- _Collected data_:

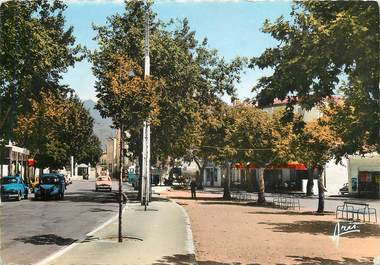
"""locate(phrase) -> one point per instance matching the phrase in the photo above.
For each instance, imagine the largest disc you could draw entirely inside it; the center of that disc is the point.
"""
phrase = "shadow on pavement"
(93, 197)
(208, 262)
(96, 210)
(319, 260)
(291, 213)
(147, 209)
(226, 202)
(189, 259)
(322, 227)
(178, 259)
(49, 239)
(215, 199)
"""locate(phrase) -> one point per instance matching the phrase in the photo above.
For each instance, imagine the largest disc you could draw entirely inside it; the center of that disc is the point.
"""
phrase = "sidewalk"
(160, 235)
(234, 232)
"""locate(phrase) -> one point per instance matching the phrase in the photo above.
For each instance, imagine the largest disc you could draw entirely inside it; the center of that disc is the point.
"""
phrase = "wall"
(336, 176)
(370, 162)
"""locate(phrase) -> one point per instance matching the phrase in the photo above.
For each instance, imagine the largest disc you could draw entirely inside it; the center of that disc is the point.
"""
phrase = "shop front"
(277, 178)
(364, 176)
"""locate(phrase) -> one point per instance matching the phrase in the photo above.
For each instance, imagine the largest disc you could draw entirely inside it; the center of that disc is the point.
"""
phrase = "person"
(193, 185)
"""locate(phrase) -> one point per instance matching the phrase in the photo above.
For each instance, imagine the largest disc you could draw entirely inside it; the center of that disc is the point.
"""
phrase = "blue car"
(13, 187)
(51, 185)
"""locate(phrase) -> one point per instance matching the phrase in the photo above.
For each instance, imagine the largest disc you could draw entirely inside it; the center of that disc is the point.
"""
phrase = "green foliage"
(187, 78)
(328, 48)
(35, 49)
(57, 128)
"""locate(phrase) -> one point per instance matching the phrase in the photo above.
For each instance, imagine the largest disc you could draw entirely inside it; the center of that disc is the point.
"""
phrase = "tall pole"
(146, 131)
(121, 158)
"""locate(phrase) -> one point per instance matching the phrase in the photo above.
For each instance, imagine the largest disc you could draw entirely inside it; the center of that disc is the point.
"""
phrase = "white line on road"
(189, 244)
(64, 250)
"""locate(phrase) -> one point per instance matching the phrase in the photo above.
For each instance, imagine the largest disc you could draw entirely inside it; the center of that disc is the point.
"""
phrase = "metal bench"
(286, 201)
(241, 195)
(358, 208)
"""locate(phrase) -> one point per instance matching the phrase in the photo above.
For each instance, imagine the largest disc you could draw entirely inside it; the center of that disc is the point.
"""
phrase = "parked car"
(68, 179)
(103, 183)
(344, 189)
(34, 183)
(51, 185)
(13, 187)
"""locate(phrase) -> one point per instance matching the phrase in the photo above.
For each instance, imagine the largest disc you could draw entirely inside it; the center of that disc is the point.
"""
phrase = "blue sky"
(232, 27)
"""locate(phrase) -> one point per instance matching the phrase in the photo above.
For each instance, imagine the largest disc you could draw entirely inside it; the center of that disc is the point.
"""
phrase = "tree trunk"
(321, 191)
(261, 195)
(140, 178)
(227, 193)
(201, 172)
(310, 181)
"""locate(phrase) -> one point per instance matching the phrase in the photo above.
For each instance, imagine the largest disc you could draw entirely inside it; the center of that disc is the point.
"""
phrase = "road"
(31, 230)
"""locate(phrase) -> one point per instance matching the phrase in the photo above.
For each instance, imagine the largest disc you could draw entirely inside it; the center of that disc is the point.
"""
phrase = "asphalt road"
(32, 230)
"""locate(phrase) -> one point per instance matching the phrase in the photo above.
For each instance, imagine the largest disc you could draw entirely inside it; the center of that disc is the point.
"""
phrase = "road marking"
(66, 249)
(189, 244)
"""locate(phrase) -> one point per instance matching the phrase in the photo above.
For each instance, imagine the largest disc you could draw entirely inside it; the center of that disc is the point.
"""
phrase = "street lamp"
(145, 187)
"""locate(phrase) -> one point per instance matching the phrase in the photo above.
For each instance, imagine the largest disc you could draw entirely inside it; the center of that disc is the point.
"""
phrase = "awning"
(294, 165)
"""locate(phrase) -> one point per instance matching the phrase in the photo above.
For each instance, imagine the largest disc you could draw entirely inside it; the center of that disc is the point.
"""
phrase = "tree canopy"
(36, 110)
(190, 78)
(327, 48)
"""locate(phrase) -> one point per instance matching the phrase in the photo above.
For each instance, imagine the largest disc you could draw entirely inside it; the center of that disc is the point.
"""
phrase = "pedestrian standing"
(193, 186)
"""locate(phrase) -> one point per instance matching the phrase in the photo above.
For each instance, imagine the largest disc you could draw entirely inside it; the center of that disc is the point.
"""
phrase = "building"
(335, 175)
(111, 158)
(212, 176)
(364, 175)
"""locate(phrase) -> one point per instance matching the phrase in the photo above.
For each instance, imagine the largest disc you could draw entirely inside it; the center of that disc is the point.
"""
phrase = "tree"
(346, 34)
(190, 77)
(314, 146)
(36, 48)
(243, 134)
(55, 129)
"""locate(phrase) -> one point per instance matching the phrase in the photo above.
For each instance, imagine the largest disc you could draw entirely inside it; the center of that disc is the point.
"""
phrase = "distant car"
(103, 183)
(13, 187)
(344, 189)
(51, 185)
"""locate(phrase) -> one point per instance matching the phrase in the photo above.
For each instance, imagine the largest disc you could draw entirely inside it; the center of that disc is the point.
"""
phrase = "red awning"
(296, 166)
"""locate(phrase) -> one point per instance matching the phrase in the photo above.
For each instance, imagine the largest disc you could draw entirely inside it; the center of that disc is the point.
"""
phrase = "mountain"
(102, 127)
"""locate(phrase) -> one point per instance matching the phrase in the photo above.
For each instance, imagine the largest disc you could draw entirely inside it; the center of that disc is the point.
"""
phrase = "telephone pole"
(145, 187)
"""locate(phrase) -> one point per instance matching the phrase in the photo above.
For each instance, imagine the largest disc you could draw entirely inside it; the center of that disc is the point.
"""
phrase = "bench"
(241, 195)
(358, 208)
(286, 201)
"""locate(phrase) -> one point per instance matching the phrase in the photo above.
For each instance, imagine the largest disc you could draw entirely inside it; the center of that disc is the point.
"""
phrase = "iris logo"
(342, 228)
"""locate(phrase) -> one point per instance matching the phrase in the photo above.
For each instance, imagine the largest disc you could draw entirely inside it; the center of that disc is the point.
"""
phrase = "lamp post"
(145, 187)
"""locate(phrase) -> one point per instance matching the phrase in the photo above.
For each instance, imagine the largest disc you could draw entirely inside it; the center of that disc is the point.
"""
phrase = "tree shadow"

- _TASK STATEMENT_:
Return every record exactly, leaving out the pictures.

- _OUTPUT BELOW_:
"""locate(phrase) -> one point per instance matching the phrase in the photo above.
For each instance, imagine the largest disc you could draw entirely inside it; the center of that disc is the point.
"""
phrase = "shadow on pavement"
(93, 197)
(208, 262)
(96, 210)
(319, 260)
(291, 213)
(147, 209)
(226, 202)
(189, 259)
(322, 227)
(178, 259)
(49, 239)
(215, 199)
"""locate(phrase) -> one point per instance matching the phrase in the photo above.
For each instance, imagine the largest disc you could draw entirely inside it; the center of that disc is the point.
"""
phrase = "sidewalk"
(160, 235)
(234, 232)
"""locate(phrase) -> one point per instance matching the phrase in the photo above.
For each instance, imagine the largest disc you could draw entirely inside it; the center of that disc is the point.
"""
phrase = "wall"
(336, 176)
(370, 162)
"""locate(phrase) -> one point per instance matching the phrase in the photo above.
For each instance, imagine the largest disc you could draw entirely inside it; the center of that disc is the point.
"""
phrase = "shop front"
(277, 178)
(364, 176)
"""locate(phrase) -> one point per instance matching the phrase in the photo above.
For each instance, imagine the largest disc you could draw entirely inside it; the center of that disc is the point.
"""
phrase = "person"
(193, 185)
"""locate(phrase) -> one point per instance matching the phrase in the photo above.
For each instance, imagine the largest disc you could draw entirely inside it; the center of that disc is the point.
"""
phrase = "blue car"
(13, 187)
(51, 185)
"""locate(phrase) -> one point per instance matching the phrase in the photo above.
For each instance, imagine the largest disc you could draw entirely inside it; the center of that disc is the point.
"""
phrase = "green foliage"
(187, 78)
(328, 48)
(35, 49)
(57, 128)
"""locate(phrase) -> one point per instance matching the phrase in the photo above.
For each instance, imagine the largest disc you could draw entirely inside it; the center of that disc is the point.
"""
phrase = "tall pole"
(146, 131)
(121, 158)
"""locate(phrase) -> one point per instance matching the phrase in the photo above.
For each instance, imagine the largest disc you could draw entirely inside it; the center of that disc is the point.
"""
phrase = "white line on road"
(189, 244)
(64, 250)
"""locate(phrase) -> one point per instance matching the phrase in the photo above.
For each instance, imagine the largest disc you could draw entirely inside it; the center of that disc is the point.
"""
phrase = "metal bench"
(286, 201)
(241, 195)
(358, 208)
"""locate(phrase) -> one point per instance matching the phrase in the photo above.
For each instance, imagine the largest disc you could draw entirely inside it; the center of that disc is the point.
"""
phrase = "parked car"
(68, 179)
(103, 183)
(344, 189)
(34, 183)
(51, 185)
(13, 187)
"""locate(phrase) -> one point per instance matching the phrase in the photo above.
For each instance, imagine the largest disc you could draw entirely inside it; the center of that disc is the point.
"""
phrase = "blue sky"
(232, 27)
"""locate(phrase) -> one point per instance matching the phrase in the photo above.
For each instance, imagine the largest disc you could draw entirely inside it; the center of that disc is the point.
"""
phrase = "tree trunk"
(321, 191)
(261, 195)
(140, 178)
(227, 193)
(201, 172)
(310, 181)
"""locate(phrase) -> one point per instance matching the phrase in the photo above.
For each instance, imagine the largest disc you could draw entirely inside it; the center of that disc is the point.
"""
phrase = "road"
(31, 230)
"""locate(phrase) -> one point per instance matching the phrase in the photo above.
For each instance, imagine the largest disc you could draw entirely inside it; the center of that disc is the point.
"""
phrase = "asphalt road"
(32, 230)
"""locate(phrase) -> one point per instance matching the phrase in the photo above.
For each instance, imagine the largest disc you could draw entirely inside it; the center of that disc is the point.
"""
phrase = "road marking"
(66, 249)
(189, 244)
"""locate(phrase) -> one point per instance matching the phrase in the photo above.
For each instance, imagine the largest disc you could draw entirely inside it; the center of that disc is the point.
"""
phrase = "street lamp"
(145, 187)
"""locate(phrase) -> one point per instance matching the phrase in the photo above.
For each instance, imagine the largest disc you could draw entirely inside it; the center of that disc is the point.
"""
phrase = "awning"
(294, 165)
"""locate(phrase) -> one point per instance matching the phrase in the photo above.
For each instance, imagine the largest disc you could draw entirely inside it; the center of that disc is the point.
"""
phrase = "tree canopy"
(36, 110)
(190, 78)
(327, 48)
"""locate(phrase) -> one point per instance matching the phrase in the photo above.
For each instance, imagine the largest disc you could draw entirely inside it; the center of that disc is the point.
"""
phrase = "pedestrian standing"
(193, 186)
"""locate(phrase) -> one point per instance matching the phrase in the photo above.
For each instance, imagine the largest disc you could draw entirely inside it; the center of that disc is the point.
"""
phrase = "building"
(335, 175)
(111, 158)
(212, 176)
(364, 175)
"""locate(phrase) -> one point per instance matching the phrase in the photo above.
For each instance, imagine the largest disc you could draw entirely inside it; the center of that disc is the point.
"""
phrase = "tree"
(346, 34)
(190, 77)
(314, 146)
(36, 48)
(243, 134)
(55, 129)
"""locate(phrase) -> one point per instance matching the phrase in the photo above.
For each instance, imagine the largest disc you could draw entirely inside it; the center of that disc is the point.
"""
phrase = "distant car"
(103, 183)
(13, 187)
(344, 189)
(51, 185)
"""locate(phrase) -> one point per instance matching the phrase in the photo above.
For each instance, imagine the largest disc you could draw entirely inside it; the center of that disc is the point.
"""
phrase = "red awning"
(296, 166)
"""locate(phrase) -> one point per instance matching the phrase in the photo above.
For each instance, imagine the largest disc you could draw entirely inside it; the center of that disc is the point.
"""
phrase = "mountain"
(102, 127)
"""locate(phrase) -> one point per instance matching the phrase in the photo above.
For each instance, imagine the largest disc you could draw entirely inside it; the center of that disc is the point.
"""
phrase = "telephone pole"
(145, 187)
"""locate(phrase) -> one point per instance matching the phrase in the photo above.
For each instance, imagine the largest disc you could draw entirely inside it; the center of that disc is the point.
"""
phrase = "bench"
(241, 195)
(358, 208)
(286, 201)
"""locate(phrase) -> one point per instance matching the phrase in the photo above.
For each instance, imagine the largest disc you could draw entirely inside it; the center of that disc is the point.
"""
phrase = "iris logo"
(342, 228)
"""locate(phrase) -> one point per instance matching the phrase in the photo above.
For each instance, imagine the largest disc you could draw entirely inside it; the center of that disc is the point.
"""
phrase = "lamp post"
(145, 187)
"""locate(phrase) -> one point per instance matching the phrase in the photo above.
For each instance, imagine the largest disc you could draw entirely inside it; the center of that disc is the point.
"""
phrase = "tree shadow"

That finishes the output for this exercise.